* [ENTRIES PROVIDED]:

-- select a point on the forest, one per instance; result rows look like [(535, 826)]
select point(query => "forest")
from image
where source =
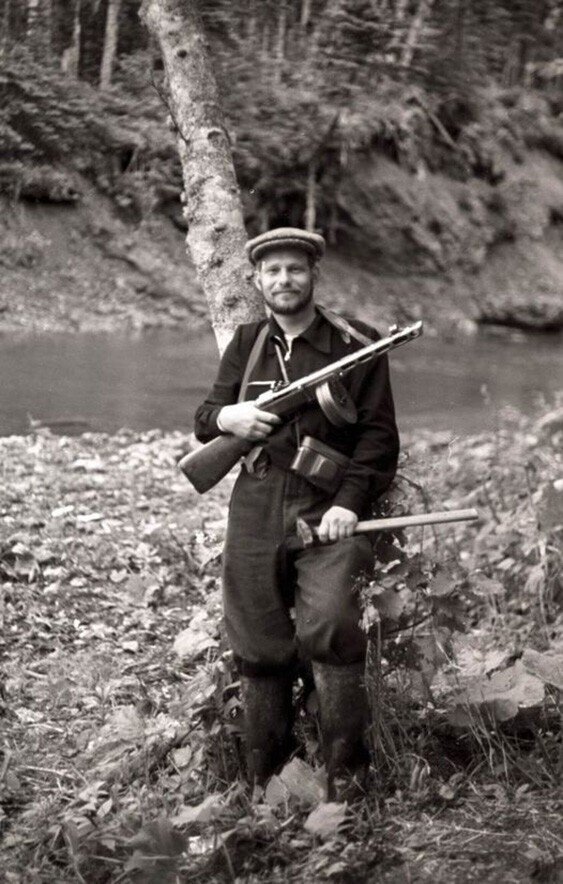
[(424, 140)]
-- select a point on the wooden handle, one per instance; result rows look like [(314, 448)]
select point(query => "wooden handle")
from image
[(438, 518)]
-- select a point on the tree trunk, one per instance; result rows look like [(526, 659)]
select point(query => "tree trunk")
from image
[(311, 207), (213, 209), (110, 43), (5, 33), (415, 31), (280, 41), (305, 13), (38, 28), (70, 58)]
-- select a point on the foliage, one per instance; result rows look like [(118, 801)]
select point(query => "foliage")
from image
[(307, 87), (120, 703)]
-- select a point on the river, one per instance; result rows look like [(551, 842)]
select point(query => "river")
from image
[(103, 382)]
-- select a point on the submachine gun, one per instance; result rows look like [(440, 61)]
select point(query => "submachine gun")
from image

* [WHAT THE EXERCISE ASKS]: Convert the listing above into a numbered list, one item per line, with blank lines omitted. Leave the pictures out of the result.

* [EXERCISE RESULT]:
1. -- select a point on the forest, one per instance; result rows look like [(535, 826)]
2. select point(query => "forest")
3. from image
4. where source =
5. [(424, 140)]
6. -- select a point on the wooden handle, one per instance; result rows look like [(314, 448)]
7. select point(query => "wooden handle")
8. from image
9. [(438, 518)]
10. -- select a point on the tree trunk, one per instance; result rows look like [(526, 659)]
11. select point(query => "tree trunk")
12. from image
13. [(311, 207), (213, 209), (110, 43), (5, 33), (415, 31), (280, 41), (305, 13), (38, 28), (70, 58)]
14. -- select a point on the foliage, one per instance; result rows look like [(118, 801)]
15. select point(query => "foliage")
16. from image
17. [(307, 87), (120, 703)]
18. -- select a point on the river, one per instance; result rows look like [(551, 842)]
19. select point(query => "river")
20. from image
21. [(103, 382)]
22. -- select a point on the submachine gun, one per instance; result rows look like [(440, 61)]
23. select point(query => "submachine gun")
24. from image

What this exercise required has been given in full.